Short exercise a:
Write out the part of the WITH clause lesson that runs from "Why this and" up to and including "more readable spelling.".

Text excerpt:
══════════

A WITH layer named status_counts computes the per-status COUNT(*) once, and the main query reads from it by name. The layer is the named subquery; the main query treats the name like a table.

Clause by clause

  • The WITH clause defines the named layer:
WITH status_counts AS (
  SELECT status, COUNT(*) AS order_count
  FROM orders
  GROUP BY status
)

Inside the parentheses, SELECT status, COUNT(*) AS order_count FROM orders GROUP BY status produces one row per distinct status with the count attached. That whole result set is what the name status_counts refers to.

  • SELECT status, order_count FROM status_counts is the main query. It reads from the named layer by name and returns its two columns straight through. The row for 'delivered' carries order_count = 161; 'shipped' carries 17; 'cancelled' and 'pending' each carry 11.

Why this and not a derived table in FROM

A derived table would compute the same per-status counts inside the FROM clause of the main query, no WITH involved. Both shapes return the same rows. The WITH version moves the aggregation above the main query and gives it a name, which means the main query reads top to bottom in the order the work happens. A derived table buries the aggregation inside the FROM clause of the same statement that consumes it. For a single-use named layer like this, the difference is organizational, not structural; WITH is the more readable spelling.

You practiced lifting a per-category breakdown into a named WITH layer that the main query reads from like a table.

══════════

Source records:
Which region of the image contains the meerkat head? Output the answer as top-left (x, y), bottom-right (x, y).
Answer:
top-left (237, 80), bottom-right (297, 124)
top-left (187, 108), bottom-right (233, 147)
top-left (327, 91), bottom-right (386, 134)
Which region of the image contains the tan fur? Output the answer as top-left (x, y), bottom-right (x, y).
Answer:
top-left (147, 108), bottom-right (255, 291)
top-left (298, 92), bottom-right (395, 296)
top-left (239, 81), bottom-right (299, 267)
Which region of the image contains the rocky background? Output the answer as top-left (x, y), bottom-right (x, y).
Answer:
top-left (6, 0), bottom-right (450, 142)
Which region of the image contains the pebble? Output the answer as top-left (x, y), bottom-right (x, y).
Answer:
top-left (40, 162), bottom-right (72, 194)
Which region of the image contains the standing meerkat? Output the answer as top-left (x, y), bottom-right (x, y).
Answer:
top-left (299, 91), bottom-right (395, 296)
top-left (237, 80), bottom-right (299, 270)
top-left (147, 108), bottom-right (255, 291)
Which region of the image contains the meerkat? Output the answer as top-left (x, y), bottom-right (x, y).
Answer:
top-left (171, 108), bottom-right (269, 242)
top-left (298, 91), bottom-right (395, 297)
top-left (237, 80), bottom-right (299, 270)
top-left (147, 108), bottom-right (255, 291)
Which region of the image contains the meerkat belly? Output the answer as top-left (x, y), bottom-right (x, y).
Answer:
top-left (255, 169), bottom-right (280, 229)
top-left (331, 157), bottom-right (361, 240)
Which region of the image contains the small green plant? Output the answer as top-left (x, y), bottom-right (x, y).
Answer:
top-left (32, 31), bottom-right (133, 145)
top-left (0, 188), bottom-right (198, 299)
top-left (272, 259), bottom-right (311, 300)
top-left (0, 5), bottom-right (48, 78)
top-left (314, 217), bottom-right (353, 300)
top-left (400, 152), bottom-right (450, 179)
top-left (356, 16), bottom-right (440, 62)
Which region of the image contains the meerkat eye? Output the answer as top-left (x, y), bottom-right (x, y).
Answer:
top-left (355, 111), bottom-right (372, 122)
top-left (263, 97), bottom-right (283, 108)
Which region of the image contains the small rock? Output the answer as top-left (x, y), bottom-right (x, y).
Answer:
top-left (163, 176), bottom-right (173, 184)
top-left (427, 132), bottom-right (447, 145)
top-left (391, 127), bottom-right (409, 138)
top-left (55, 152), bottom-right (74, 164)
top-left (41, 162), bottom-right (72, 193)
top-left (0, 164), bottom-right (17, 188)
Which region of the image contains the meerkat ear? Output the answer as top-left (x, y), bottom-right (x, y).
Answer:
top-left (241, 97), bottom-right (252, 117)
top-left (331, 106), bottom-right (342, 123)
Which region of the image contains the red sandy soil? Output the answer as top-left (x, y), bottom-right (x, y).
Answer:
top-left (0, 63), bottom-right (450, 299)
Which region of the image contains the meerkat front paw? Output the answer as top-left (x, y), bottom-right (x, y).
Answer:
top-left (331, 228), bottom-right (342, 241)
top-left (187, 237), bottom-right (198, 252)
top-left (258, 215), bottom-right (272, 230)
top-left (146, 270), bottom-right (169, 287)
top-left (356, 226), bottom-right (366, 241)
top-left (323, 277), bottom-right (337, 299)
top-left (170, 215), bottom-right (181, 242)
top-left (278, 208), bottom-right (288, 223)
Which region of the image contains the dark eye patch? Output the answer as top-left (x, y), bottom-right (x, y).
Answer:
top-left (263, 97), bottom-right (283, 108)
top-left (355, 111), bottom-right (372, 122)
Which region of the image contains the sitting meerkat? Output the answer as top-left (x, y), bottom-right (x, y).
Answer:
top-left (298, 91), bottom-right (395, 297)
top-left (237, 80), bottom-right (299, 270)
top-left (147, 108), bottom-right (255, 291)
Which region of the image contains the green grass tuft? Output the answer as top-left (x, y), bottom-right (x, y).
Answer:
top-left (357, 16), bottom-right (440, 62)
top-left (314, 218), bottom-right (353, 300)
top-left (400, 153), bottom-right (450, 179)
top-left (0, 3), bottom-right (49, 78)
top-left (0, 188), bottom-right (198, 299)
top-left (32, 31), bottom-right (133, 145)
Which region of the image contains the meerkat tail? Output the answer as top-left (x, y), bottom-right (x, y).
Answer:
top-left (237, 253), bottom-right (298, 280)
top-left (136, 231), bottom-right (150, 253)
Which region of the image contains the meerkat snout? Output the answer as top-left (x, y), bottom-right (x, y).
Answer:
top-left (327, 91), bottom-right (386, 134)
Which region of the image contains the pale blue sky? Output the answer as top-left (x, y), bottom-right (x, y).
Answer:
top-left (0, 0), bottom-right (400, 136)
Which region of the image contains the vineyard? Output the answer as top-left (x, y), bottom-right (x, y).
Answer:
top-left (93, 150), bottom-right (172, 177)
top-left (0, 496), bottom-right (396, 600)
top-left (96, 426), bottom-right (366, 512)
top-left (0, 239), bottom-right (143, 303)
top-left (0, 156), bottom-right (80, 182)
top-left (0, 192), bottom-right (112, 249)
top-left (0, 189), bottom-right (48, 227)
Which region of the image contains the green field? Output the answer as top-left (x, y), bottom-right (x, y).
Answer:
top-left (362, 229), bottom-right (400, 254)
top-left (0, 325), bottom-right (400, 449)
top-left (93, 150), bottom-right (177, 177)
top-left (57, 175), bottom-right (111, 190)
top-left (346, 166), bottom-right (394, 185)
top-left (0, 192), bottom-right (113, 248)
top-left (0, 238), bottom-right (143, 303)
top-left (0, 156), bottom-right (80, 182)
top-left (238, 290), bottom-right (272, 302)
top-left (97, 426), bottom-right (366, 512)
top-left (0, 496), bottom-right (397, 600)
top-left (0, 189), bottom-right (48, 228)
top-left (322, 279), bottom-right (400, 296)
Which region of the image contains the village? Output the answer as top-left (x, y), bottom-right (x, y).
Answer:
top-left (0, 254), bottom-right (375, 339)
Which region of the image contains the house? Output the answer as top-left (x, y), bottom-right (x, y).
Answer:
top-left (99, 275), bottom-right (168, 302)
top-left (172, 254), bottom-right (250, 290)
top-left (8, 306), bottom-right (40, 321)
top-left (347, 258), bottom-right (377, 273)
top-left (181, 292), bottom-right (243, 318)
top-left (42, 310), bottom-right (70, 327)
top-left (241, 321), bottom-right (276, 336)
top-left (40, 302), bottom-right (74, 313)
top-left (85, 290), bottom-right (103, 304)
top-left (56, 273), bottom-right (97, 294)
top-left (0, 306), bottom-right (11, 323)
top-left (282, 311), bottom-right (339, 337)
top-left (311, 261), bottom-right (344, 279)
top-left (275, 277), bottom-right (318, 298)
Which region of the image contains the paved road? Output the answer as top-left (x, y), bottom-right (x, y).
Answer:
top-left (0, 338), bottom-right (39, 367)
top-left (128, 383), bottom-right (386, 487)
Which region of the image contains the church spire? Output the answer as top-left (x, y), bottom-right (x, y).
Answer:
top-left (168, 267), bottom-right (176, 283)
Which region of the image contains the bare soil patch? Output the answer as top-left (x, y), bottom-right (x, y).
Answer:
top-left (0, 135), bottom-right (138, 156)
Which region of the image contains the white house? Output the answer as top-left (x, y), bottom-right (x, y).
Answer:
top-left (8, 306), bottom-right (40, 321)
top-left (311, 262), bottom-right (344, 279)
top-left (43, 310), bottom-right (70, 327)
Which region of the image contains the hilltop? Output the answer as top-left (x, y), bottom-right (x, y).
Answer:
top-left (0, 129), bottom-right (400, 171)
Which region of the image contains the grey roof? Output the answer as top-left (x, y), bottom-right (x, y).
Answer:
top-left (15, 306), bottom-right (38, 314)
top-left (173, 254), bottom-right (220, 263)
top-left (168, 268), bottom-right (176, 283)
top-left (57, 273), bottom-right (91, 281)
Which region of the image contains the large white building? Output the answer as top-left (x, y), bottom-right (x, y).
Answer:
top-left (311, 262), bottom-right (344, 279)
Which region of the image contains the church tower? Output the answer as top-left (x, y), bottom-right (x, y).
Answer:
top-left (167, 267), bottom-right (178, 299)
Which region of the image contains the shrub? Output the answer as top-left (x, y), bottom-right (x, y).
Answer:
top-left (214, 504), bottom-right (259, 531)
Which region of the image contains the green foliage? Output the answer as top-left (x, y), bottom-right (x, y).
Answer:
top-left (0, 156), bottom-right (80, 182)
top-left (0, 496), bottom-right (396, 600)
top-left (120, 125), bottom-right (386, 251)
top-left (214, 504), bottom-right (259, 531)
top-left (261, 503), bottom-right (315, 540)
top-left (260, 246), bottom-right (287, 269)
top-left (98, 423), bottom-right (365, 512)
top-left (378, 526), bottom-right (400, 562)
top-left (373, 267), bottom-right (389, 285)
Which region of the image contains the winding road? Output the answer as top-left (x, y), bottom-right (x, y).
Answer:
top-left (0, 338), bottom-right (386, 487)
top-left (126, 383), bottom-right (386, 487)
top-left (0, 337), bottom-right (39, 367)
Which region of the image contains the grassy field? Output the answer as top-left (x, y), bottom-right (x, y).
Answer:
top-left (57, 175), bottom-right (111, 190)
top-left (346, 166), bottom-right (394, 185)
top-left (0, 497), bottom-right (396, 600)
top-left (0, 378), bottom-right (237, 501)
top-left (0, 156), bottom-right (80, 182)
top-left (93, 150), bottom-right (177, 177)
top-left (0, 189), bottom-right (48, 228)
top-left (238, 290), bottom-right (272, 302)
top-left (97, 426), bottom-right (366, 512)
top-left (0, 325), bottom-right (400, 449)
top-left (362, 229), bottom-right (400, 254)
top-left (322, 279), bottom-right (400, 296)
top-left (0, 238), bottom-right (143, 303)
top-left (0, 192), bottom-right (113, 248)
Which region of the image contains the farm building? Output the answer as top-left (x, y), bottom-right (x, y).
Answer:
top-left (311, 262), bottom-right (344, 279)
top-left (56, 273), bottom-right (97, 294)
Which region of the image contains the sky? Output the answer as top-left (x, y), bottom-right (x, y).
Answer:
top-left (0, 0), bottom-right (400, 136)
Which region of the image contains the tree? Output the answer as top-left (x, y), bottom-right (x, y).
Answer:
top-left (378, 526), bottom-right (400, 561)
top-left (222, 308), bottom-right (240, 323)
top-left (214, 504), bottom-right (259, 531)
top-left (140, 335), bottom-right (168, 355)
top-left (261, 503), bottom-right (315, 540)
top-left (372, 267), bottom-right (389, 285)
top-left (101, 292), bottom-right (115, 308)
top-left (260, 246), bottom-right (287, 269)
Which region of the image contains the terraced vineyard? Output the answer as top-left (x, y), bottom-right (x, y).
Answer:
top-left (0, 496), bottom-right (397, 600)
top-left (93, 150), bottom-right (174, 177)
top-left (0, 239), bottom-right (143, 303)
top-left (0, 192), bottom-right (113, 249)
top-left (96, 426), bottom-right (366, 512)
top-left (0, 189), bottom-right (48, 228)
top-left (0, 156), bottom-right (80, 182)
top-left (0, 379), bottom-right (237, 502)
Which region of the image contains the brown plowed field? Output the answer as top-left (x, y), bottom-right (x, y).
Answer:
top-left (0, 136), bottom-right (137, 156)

══════════

Short exercise b:
Pull out each line of the listing that contains the string "vineyard".

Exercise result a:
Why this and not a derived table in FROM

A derived table would compute the same per-status counts inside the FROM clause of the main query, no WITH involved. Both shapes return the same rows. The WITH version moves the aggregation above the main query and gives it a name, which means the main query reads top to bottom in the order the work happens. A derived table buries the aggregation inside the FROM clause of the same statement that consumes it. For a single-use named layer like this, the difference is organizational, not structural; WITH is the more readable spelling.

Exercise result b:
Which region of the image contains the vineyard? Output the answer as top-left (x, y), bottom-right (x, y).
Which region of the image contains the terraced vineyard? Output the answer as top-left (x, y), bottom-right (x, y).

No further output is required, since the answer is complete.